Directions: Reproduce all of the material below, substituting "MUST" for each occurrence of "SHOULD" and keeping every other word unchanged.
Begin The input
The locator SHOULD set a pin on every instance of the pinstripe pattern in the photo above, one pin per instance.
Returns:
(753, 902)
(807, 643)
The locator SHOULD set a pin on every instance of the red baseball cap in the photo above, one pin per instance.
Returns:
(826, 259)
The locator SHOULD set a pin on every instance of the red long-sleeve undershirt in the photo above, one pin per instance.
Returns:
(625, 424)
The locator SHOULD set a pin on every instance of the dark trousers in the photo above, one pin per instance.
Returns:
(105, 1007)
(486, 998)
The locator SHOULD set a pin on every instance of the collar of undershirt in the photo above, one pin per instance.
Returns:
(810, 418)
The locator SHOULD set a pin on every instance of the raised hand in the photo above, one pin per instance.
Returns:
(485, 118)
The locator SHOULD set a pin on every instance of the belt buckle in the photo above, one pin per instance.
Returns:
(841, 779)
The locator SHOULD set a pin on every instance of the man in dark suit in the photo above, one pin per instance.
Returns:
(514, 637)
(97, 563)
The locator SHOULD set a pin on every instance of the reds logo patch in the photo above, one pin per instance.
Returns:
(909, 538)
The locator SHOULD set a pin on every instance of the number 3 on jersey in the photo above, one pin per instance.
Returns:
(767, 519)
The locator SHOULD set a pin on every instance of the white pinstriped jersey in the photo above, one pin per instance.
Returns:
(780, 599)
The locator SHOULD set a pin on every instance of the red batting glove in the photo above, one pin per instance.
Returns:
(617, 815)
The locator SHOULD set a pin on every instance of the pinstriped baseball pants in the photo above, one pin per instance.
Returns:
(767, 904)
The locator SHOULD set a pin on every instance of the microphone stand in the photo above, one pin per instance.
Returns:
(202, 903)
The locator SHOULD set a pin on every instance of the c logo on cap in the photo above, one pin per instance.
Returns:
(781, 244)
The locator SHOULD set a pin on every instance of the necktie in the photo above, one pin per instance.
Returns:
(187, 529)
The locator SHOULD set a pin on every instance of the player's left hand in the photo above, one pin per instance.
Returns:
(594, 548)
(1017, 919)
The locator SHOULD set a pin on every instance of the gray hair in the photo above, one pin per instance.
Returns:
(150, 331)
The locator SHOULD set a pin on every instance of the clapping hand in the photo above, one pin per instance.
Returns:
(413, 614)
End The input
Exercise answer:
The locator MUST set a pin on every instance of the pinstripe pattern in the photo above, one pin per instance.
Returns:
(753, 902)
(807, 643)
The locator MUST set a pin on every instance of the red baseball cap in the photo above, one pin per instance.
Returns:
(826, 259)
The locator MUST set a pin on every instance of the red long-sleeve undershirt in the photo above, one pin per instance.
Returns:
(625, 424)
The locator MUST set a pin on every instance of the dark trousers in the photo above, one pin per instance.
Returns:
(105, 1007)
(486, 998)
The locator MUST set a pin on every instance of the collar of undershirt in the photo above, one pin per instance.
Returns:
(810, 418)
The locator MUST set a pin on every instance of the raised hand in the photo above, one pin per instance.
Returns:
(485, 118)
The locator MUST set a pin on every instance of the belt buckle in the photo above, one pin per instance.
Returns:
(841, 779)
The locator MUST set a pin on every instance of the man in dark suit in the photo above, one pin per instance.
Returns:
(514, 637)
(97, 563)
The locator MUST set a pin on every instance of the reds logo patch in the photo above, one pin per instance.
Returns:
(909, 538)
The locator MUST set a pin on every instance of the number 3 on jersey in the photo above, one pin per instance.
Returns:
(767, 519)
The locator MUST set a pin on every instance of the white pinstriped jersey in the photo above, one pin per instance.
Returns:
(780, 599)
The locator MUST set a pin on every instance of the red batting glove in the photo above, one pin per instance.
Returns:
(617, 815)
The locator MUST set a pin on every instance of the pinstriped baseball pants in the photo above, one pin per instance.
Returns:
(767, 904)
The locator MUST set a pin on every instance of the microphone stand in the photo above, one pin per instance.
Returns:
(202, 903)
The locator MUST set a pin on every instance of the c logo on cap in the photo above, one pin per instance.
Returns:
(781, 244)
The locator MUST set a pin on every instance of the necktie in the photo above, one pin per instance.
Returns:
(187, 529)
The locator MUST set a pin on every instance of the player's left hand in the photo above, one pin per instance.
Returns:
(594, 548)
(1017, 919)
The locator MUST set a pin on every instance of the gray hair in the photo above, one pin per instance.
Returns:
(150, 331)
The locator MUST set a pin on every instance of the clapping hand in the photo above, one pin per instance.
Returns:
(413, 614)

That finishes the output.